[[ Data excerpts, beginning ]]
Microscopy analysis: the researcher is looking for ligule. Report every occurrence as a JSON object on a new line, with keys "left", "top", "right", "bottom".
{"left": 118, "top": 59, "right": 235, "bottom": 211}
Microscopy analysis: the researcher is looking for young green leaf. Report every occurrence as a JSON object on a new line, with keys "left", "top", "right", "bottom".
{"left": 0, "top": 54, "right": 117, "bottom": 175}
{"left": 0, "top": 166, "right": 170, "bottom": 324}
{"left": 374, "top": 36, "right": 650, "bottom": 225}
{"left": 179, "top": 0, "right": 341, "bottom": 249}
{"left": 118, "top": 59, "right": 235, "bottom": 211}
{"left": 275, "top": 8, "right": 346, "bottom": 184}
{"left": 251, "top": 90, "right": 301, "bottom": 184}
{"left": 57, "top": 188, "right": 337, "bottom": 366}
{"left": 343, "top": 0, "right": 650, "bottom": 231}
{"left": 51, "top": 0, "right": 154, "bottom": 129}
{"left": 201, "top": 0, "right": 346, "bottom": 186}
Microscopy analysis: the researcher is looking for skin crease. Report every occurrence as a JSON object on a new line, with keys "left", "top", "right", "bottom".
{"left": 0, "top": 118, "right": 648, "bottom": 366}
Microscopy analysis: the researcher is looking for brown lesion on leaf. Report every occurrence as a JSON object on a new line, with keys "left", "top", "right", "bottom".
[[ Data excerpts, end ]]
How to complete this task
Each entry must appear again in the answer exactly as written.

Final answer
Microscopy analysis: the researcher is looking for ligule. Report every occurrence as a JSON object on a new line, with keys "left", "top", "right", "bottom".
{"left": 118, "top": 59, "right": 235, "bottom": 211}
Microscopy analysis: the researcher is looking for young green leaf. Report every occurrence as a JSON object on a new line, with keys "left", "top", "right", "bottom".
{"left": 0, "top": 54, "right": 117, "bottom": 175}
{"left": 0, "top": 166, "right": 170, "bottom": 324}
{"left": 374, "top": 36, "right": 650, "bottom": 225}
{"left": 179, "top": 0, "right": 341, "bottom": 249}
{"left": 118, "top": 59, "right": 235, "bottom": 211}
{"left": 275, "top": 8, "right": 346, "bottom": 184}
{"left": 251, "top": 90, "right": 301, "bottom": 184}
{"left": 57, "top": 188, "right": 337, "bottom": 366}
{"left": 343, "top": 0, "right": 650, "bottom": 231}
{"left": 51, "top": 0, "right": 154, "bottom": 129}
{"left": 201, "top": 0, "right": 346, "bottom": 186}
Microscopy analysis: the researcher is looking for skin crease. Report every occurrence as a JSON object on a new line, with keys "left", "top", "right", "bottom".
{"left": 0, "top": 118, "right": 648, "bottom": 366}
Microscopy analysis: the researcher is looking for brown lesion on leaf. Report every occurrence as a JSON object on a new line, with keys "left", "top", "right", "bottom".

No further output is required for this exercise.